**Bagian Teks:**
○ ○ ○ ○ ○ ○ ○

Pemaksaan Mega Proyek Ibu Kota Baru Indonesia dan Pengabaian Suara Rakyat Balik

Gambar
An aerial view of Sepaku district in North Penajam Paser, East Kalimantan, on Aug. 28, 2019. Ph: Reuters via Antara/Akbar Nugroho Gumay.

Pemerintah Indonesia berencana untuk memindahkan ibu kota dari Jakarta di Pulau Jawa ke Pulau Kalimantan pada kuartal pertama tahun 2024. Lokasi yang dipilih untuk mega proyek lahan yasan ini adalah wilayah yang terbagi antara Kabupaten Penajam Paser Utara dan Kabupaten Kutai Kartanegara di provinsi Kalimantan Timur, di Pulau Kalimantan. Pemerintah berencana untuk mengubah hutan seluas 200.000 hektar menjadi kantor pusat administrasi negara yang baru. Proyek ini hadir di atas konsesi pertambangan, penebangan, dan perkebunan kelapa sawit yang sudah ada, yang telah memakan banyak korban penghuni alam liar hutan hujan Kalimantan dan masyarakat yang bergantung pada hutan.

Masyarakat Balik tinggal di tengah-tengah lokasi proyek Ibu Kota Baru. Artikel ini menyoroti suara mereka. Orang Balik tersebar di beberapa desa, seperti desa Pemaluan dengan 64 kepala keluarga, desa Sabut, Harapan Baru dan desa-desa lainnya di Kecamatan Sepaku. Kepala adat mereka, Jubain, memprediksi konflik yang akan terjadi dengan masuknya pendatang selama perpindahan ke lokasi Ibu Kota Baru, sementara perampasan tanah besar-besaran sudah mulai terasa di komunitas mereka.

Kisah Jubain dan Orang Balik di Kalimantan

Suatu pagi, Jubain (56), seorang kepala adat Orang Balik, bergegas ke kota Balikpapan. Bersama beberapa anggota masyarakat lainnya, ia datang ke sana sebagai tanggapan atas undangan Presiden Indonesia Jokowi untuk bertemu dengan tokoh masyarakat di Kalimantan Timur. Pertemuan itu direncanakan di sela-sela kunjungan Presiden ke lokasi calon Ibu Kota Baru (IKN, Ibu Kota Negara) dan peresmian jalan tol Balikpapan-Samarinda pada 17 Desember 2019. Namun, alih alih diberi waktu dan kesempatan untuk menyampaikan pandangan mereka, Jubain dan tokoh lainnya bahkan tidak diperbolehkan mendekati ruang pertemuan.

“Kamu bahkan tidak bisa mendekat, apalagi masuk. Jadi kami duduk saja di luar ruang rapat,” keluh Jubain. Dia kemudian mengetahui bahwa tidak ada ruang untuk pertanyaan pada pertemuan itu dan oleh karena itu masyarakat tidak memiliki kesempatan untuk mengungkapkan pertanyaan atau kekhawatiran mereka.

○ ○ ○ ○ ○ ○ ○

(Catatan)
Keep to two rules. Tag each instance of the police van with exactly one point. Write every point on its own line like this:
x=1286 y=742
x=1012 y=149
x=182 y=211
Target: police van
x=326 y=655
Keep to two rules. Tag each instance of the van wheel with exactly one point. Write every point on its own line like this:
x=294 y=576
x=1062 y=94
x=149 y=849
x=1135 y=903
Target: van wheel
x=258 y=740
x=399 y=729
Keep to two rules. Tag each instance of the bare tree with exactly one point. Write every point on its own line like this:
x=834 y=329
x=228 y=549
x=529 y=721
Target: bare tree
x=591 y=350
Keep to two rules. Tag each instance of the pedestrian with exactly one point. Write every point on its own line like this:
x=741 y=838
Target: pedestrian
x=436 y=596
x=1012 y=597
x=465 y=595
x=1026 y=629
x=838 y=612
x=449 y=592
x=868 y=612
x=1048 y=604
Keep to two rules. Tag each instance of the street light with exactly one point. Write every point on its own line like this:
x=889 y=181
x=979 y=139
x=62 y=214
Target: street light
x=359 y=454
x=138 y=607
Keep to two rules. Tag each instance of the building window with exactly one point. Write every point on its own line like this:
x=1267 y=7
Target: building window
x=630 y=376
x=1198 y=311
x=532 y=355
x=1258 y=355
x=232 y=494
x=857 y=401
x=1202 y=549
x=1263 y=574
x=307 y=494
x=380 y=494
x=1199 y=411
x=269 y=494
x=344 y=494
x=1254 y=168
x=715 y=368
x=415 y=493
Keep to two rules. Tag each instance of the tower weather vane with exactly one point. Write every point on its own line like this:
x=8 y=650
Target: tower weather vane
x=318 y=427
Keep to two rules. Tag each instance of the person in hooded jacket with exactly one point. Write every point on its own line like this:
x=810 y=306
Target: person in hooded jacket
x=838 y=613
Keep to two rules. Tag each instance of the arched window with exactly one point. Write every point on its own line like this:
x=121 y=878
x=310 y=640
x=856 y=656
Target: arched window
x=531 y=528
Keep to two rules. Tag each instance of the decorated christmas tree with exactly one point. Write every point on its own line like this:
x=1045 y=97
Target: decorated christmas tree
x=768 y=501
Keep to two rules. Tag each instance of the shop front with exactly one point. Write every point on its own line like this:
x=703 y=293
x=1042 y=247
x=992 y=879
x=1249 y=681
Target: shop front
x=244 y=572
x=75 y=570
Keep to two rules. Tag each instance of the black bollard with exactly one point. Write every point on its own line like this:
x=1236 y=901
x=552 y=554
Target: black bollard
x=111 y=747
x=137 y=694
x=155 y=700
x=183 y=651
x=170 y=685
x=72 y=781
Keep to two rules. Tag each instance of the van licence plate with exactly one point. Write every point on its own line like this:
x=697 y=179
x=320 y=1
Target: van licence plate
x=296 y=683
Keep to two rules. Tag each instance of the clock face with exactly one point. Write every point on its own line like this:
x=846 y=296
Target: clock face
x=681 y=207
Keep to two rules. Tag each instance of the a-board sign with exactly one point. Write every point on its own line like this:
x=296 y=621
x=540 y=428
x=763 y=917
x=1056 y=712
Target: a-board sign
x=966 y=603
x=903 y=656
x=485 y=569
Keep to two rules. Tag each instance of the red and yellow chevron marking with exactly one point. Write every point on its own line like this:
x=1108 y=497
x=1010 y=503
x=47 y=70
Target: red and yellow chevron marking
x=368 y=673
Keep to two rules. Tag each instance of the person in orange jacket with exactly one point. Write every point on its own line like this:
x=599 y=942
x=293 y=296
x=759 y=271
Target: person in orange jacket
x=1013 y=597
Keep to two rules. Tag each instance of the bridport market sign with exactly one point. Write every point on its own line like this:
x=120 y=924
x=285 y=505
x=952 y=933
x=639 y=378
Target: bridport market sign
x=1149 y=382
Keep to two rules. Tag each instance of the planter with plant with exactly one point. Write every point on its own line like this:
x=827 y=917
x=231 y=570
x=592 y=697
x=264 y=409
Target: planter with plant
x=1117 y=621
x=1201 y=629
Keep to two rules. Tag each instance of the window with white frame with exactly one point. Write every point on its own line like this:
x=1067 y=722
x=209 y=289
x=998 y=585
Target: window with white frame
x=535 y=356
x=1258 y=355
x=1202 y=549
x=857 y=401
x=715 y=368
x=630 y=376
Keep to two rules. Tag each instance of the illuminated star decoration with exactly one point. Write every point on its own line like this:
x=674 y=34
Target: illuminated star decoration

○ ○ ○ ○ ○ ○ ○

**Soal Singkat:** Terjemahkan kalimat "Masyarakat Balik tinggal di tengah-tengah lokasi proyek Ibu Kota Baru." dari teks tentang Ibu Kota Baru ke dalam bahasa Inggris.

**Hasil:** The Balik people live in the middle of the New Capital project site.